**Tasks for this exercise**
(A) From the El Niño movie proposal, list every trait it assigns to the scientist character.
(B) In the El Niño movie proposal, which actress is suggested for the dishy post-doc role?

──────── Document passage ────────

El Niño: The Movie

Well, it looks like the much-hyped El Niño has pretty much done whatever it's going to do. I couldn't help but reflect that despite all the eco-disaster flicks that have come out over the last decade, there's never been one specifically about El Niños. How this is even possible baffles me. I'd therefore like to propose the following screen treatment:

El Niño: The Movie

Now, if we're going to stay true to the genre of disaster flicks, we'd need a studly youngish (now that I'm over 50, youngish could be 40) scientist who has eschewed financial gain throughout his career in his quest for Truth. We also need a totally miscast famous actress to play the dishy post-doc. Pamela Anderson would be good for this role as she could spend the better part of this movie out in the drenching torrential El Niño rain in a very wet T-shirt. Once we've got Pam, we wouldn't need any more plot as no one would be paying attention to it anyway. But I'd feel morally compelled, for science and art's sake, to provide one anyway.

──────── Available data ────────

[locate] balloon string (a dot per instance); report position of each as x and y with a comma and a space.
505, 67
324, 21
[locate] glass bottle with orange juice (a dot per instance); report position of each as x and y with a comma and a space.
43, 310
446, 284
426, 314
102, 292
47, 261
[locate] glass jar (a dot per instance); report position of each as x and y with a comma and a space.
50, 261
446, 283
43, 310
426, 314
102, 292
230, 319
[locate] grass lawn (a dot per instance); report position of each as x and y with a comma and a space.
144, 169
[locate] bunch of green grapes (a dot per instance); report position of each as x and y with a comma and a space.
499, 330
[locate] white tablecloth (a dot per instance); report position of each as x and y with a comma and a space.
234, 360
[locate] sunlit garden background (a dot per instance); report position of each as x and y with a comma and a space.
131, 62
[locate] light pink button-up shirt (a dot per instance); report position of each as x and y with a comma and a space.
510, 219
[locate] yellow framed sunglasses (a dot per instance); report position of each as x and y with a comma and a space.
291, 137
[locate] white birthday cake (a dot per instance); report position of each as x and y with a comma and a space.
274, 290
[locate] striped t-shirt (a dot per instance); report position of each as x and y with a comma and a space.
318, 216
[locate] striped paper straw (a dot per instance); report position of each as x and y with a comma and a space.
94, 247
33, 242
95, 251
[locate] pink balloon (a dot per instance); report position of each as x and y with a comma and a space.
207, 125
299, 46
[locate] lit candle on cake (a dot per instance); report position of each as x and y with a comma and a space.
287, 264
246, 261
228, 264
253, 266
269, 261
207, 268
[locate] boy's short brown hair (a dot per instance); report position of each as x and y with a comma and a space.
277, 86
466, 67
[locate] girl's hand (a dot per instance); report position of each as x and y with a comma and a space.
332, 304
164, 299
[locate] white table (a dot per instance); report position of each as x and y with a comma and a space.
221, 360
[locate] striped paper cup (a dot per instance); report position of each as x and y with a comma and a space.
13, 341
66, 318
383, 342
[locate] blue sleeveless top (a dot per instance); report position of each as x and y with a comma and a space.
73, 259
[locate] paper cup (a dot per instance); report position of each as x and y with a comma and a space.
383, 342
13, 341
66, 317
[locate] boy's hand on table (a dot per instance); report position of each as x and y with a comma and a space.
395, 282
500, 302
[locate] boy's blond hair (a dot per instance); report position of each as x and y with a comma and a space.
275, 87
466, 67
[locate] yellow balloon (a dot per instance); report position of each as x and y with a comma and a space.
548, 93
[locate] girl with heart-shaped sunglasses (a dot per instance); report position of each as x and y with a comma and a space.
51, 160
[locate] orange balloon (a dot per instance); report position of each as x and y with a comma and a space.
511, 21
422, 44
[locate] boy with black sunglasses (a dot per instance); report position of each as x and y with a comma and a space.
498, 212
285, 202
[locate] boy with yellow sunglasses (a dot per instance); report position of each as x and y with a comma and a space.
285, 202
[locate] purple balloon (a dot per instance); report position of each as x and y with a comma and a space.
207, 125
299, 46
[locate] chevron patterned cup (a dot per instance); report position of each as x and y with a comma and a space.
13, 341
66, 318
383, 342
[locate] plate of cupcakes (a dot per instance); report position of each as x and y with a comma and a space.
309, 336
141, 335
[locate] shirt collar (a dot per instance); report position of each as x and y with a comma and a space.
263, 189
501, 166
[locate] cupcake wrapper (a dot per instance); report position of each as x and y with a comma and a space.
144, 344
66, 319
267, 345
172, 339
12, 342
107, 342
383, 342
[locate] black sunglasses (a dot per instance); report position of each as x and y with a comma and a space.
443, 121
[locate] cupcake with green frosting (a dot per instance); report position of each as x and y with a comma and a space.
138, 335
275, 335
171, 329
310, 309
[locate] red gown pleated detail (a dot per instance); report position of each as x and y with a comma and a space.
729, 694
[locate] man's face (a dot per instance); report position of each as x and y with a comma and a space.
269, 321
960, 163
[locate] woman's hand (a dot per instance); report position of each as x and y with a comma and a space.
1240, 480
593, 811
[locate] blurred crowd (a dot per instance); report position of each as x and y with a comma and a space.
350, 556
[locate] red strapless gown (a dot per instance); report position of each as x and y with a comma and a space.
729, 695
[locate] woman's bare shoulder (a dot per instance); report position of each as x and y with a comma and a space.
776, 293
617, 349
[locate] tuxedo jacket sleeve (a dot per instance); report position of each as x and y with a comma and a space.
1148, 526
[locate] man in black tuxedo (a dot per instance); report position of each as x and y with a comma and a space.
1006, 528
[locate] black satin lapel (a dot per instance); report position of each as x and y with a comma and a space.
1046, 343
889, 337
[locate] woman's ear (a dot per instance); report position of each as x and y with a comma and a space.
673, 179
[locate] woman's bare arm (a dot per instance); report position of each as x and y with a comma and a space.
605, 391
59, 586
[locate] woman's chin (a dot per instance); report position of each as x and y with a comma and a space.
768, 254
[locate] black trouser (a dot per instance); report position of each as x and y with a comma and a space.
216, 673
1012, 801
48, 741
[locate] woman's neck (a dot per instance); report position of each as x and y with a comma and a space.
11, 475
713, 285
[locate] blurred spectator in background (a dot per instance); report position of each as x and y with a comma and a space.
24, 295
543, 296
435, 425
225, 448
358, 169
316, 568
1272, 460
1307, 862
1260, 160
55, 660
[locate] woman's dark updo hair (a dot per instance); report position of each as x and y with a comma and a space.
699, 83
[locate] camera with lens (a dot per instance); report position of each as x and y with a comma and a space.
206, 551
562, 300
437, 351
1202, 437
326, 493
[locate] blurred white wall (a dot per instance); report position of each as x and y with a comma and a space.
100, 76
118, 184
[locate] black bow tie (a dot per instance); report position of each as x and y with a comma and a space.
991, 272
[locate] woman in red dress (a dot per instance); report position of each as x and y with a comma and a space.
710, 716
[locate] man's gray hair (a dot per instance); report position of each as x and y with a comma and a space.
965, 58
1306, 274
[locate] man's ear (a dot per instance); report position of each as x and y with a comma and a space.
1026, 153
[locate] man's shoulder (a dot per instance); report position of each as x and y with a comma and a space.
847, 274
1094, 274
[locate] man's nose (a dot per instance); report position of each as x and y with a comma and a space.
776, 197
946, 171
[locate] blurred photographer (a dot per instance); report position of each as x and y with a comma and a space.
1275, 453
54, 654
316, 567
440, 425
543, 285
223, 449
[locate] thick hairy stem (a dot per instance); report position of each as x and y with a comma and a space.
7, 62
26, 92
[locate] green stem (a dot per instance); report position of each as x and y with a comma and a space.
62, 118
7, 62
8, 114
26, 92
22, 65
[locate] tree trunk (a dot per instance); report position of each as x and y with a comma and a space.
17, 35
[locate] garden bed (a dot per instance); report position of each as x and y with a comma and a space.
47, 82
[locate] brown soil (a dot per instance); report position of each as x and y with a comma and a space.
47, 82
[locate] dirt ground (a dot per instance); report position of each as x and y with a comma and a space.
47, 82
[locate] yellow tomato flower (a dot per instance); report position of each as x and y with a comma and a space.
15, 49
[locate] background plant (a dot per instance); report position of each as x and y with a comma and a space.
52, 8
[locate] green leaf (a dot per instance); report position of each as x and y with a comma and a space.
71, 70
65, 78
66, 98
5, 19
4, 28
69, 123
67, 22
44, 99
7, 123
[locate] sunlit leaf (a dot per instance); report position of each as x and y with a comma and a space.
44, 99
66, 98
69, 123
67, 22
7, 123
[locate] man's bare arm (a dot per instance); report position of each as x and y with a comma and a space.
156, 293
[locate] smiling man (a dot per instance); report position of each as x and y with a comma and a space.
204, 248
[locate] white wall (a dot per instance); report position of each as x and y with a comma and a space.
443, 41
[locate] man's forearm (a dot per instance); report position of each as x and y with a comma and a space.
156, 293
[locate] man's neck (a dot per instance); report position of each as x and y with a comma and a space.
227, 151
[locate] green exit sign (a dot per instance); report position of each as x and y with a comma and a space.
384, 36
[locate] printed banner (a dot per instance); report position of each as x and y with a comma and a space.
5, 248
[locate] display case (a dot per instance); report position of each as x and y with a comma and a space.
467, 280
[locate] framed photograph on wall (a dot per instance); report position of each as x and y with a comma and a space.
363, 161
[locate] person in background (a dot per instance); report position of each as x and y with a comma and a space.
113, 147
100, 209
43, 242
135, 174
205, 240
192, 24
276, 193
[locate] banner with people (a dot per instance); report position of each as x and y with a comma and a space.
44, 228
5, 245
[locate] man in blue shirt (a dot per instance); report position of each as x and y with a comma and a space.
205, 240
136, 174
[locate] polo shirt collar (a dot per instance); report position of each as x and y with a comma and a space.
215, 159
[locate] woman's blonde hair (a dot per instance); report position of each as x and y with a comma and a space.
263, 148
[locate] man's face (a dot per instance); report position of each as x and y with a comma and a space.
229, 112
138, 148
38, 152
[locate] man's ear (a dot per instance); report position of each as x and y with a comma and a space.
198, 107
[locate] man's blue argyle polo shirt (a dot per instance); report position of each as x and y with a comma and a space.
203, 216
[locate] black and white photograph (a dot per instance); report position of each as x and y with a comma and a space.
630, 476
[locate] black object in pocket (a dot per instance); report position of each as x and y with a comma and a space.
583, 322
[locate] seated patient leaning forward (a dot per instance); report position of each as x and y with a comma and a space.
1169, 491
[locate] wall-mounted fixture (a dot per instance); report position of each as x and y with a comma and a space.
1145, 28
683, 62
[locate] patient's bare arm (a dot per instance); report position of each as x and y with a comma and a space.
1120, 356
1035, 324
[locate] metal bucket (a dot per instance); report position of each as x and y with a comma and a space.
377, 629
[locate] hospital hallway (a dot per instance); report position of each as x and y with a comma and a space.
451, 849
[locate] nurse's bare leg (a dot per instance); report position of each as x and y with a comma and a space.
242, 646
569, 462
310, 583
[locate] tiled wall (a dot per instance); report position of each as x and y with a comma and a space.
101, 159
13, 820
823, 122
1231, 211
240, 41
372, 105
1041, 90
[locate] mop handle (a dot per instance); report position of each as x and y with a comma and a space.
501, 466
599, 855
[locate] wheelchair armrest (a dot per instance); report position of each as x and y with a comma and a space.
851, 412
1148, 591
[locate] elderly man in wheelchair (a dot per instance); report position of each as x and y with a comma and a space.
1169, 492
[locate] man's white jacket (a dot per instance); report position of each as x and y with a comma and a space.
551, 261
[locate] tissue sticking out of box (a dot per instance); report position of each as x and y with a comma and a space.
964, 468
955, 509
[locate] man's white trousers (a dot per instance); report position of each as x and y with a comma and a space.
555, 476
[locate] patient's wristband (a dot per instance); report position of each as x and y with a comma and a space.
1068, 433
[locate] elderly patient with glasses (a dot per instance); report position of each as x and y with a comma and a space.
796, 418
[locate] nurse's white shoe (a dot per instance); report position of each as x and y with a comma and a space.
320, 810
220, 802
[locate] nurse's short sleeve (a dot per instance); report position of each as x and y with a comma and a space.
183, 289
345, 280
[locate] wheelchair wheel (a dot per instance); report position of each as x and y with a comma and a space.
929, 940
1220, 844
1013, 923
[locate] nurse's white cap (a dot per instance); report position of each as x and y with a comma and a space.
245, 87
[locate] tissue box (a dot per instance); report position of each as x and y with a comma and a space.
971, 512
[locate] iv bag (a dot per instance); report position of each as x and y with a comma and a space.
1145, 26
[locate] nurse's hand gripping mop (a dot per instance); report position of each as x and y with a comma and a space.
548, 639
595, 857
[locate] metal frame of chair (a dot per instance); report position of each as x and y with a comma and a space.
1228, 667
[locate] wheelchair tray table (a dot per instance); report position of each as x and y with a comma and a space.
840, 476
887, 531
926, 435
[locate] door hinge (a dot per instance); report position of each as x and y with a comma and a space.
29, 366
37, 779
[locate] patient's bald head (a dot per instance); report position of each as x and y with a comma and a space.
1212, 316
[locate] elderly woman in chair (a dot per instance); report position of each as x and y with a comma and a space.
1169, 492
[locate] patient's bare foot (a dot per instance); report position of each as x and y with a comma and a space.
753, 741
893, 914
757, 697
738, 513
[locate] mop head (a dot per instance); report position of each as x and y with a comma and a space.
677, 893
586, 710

────────

**Responses by item number**
(A)
- Studly
- Youngish (which, per the text, could be 40)
- Has eschewed financial gain throughout his career in his quest for Truth

(B) Pamela Anderson